→ Requirement:
Determine the number of lines in the data that contain "rock". Answer with that number only.

→ Data for this task:

• • • • •

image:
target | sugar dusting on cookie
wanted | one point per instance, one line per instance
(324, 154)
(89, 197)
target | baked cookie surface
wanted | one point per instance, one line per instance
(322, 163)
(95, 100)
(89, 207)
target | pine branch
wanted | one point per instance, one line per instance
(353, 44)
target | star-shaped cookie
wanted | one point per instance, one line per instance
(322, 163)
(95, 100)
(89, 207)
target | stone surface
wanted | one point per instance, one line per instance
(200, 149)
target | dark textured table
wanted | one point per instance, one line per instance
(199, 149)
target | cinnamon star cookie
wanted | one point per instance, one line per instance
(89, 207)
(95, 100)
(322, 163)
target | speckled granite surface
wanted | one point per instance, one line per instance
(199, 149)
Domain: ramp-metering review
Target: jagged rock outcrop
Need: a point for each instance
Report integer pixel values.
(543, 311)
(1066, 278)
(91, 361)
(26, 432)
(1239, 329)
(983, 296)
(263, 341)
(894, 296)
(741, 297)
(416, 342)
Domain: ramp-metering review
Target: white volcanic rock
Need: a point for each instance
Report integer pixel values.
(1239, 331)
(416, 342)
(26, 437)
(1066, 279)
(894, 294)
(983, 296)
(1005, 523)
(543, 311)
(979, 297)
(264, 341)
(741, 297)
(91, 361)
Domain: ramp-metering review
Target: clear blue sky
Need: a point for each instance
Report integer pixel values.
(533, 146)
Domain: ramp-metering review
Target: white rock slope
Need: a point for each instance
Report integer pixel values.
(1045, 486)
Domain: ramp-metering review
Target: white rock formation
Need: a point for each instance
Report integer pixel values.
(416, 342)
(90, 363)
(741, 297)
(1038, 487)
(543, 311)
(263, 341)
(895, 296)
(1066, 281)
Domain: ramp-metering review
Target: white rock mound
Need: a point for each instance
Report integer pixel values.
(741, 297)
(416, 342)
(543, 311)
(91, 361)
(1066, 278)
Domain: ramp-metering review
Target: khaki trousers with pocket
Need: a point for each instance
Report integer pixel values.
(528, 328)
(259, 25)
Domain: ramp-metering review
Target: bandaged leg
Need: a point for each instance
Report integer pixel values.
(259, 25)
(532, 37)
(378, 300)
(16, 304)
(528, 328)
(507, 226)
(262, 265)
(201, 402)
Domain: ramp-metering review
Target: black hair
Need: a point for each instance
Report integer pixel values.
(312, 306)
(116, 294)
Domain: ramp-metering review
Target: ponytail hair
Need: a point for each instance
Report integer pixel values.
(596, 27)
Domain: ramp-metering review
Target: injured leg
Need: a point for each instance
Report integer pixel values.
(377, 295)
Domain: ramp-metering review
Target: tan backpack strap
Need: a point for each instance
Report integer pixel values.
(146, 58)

• • • • •

→ Exercise output:
5